- WRITTEN EXERCISE: Please write out every one of the lines below word for word, changing nothing.

- THE RECORDS:
»»

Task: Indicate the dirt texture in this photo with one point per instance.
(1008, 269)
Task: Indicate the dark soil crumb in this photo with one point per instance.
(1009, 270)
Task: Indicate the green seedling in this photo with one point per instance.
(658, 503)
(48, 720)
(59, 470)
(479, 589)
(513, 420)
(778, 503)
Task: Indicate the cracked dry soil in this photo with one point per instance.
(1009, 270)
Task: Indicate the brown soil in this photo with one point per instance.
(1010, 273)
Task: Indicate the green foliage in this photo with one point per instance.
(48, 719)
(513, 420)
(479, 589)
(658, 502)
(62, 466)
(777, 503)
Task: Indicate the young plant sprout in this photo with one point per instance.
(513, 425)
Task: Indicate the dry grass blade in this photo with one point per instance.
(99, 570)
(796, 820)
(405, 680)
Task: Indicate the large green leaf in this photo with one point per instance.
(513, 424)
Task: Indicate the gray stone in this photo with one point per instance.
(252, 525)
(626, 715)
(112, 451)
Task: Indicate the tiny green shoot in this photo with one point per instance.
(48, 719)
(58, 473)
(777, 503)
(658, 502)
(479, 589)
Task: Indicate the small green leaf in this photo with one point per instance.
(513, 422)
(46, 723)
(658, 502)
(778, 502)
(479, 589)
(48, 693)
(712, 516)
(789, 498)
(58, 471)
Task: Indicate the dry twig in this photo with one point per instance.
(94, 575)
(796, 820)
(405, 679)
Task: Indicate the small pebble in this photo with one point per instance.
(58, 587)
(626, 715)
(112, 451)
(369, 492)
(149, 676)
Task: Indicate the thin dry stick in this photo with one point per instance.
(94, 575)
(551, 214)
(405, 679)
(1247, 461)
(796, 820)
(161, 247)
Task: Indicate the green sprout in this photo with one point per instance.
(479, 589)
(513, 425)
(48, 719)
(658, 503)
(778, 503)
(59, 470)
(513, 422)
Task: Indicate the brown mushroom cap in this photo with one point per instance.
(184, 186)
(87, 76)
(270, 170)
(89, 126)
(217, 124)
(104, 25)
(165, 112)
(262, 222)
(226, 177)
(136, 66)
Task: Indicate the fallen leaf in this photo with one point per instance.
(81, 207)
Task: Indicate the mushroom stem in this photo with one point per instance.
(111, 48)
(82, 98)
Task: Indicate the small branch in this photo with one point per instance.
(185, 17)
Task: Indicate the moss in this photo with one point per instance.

««

- SOLUTION TO THIS EXERCISE:
Task: Indicate the dirt texture in this photo with one point per instance.
(1008, 269)
Task: Indicate the dark soil crumb in this photo with one point per instance.
(1009, 270)
Task: Indicate the green seedling in this photo with one point per instance.
(658, 503)
(48, 720)
(59, 470)
(479, 589)
(513, 420)
(778, 503)
Task: Indicate the cracked dry soil in this photo with one point per instance.
(1009, 270)
Task: Indicate the brown soil in this photo with one point per instance.
(1010, 273)
Task: Indicate the green foliage in this photo with one point per instance.
(48, 719)
(513, 420)
(479, 589)
(658, 502)
(62, 466)
(777, 503)
Task: Indicate the young plant sprout in this photo with one point per instance.
(513, 425)
Task: Indicate the dry grass blade in this photo with one point per instance.
(99, 570)
(796, 820)
(405, 680)
Task: Indicate the large green leaf in this photo with one point per instance.
(513, 424)
Task: Indicate the gray stone in this photo with one point per instance.
(252, 525)
(626, 715)
(112, 451)
Task: Indicate the tiny green shoot in this photo with one point per instance.
(48, 719)
(58, 473)
(777, 503)
(658, 502)
(479, 589)
Task: Indicate the small green leaf in this photo with one point per instance.
(513, 422)
(46, 723)
(658, 502)
(778, 502)
(479, 589)
(48, 693)
(712, 516)
(789, 498)
(58, 471)
Task: Indicate the dry twig in this photo with one point per instance.
(94, 575)
(796, 820)
(405, 679)
Task: Indicate the small pebble in this photo with one point per instance.
(58, 587)
(626, 715)
(112, 451)
(369, 492)
(149, 676)
Task: Indicate the thin dry stick in this photo with one point per instance.
(94, 575)
(551, 214)
(405, 679)
(1247, 461)
(796, 820)
(161, 247)
Task: Indicate the green sprout in this photo with one point per instance.
(479, 589)
(513, 425)
(48, 719)
(658, 503)
(778, 503)
(59, 470)
(513, 422)
Task: Indicate the brown mushroom cap in this photo with one point per instance.
(184, 186)
(87, 76)
(270, 170)
(89, 126)
(217, 124)
(104, 25)
(165, 112)
(262, 222)
(226, 177)
(136, 66)
Task: Indicate the fallen leaf in this photo with one point per instance.
(81, 207)
Task: Indicate the mushroom stem in this photo with one point per instance.
(111, 48)
(82, 98)
Task: Indicate the small branch in this photo with one point per instance.
(185, 17)
Task: Indicate the moss in this photo with one point per instance.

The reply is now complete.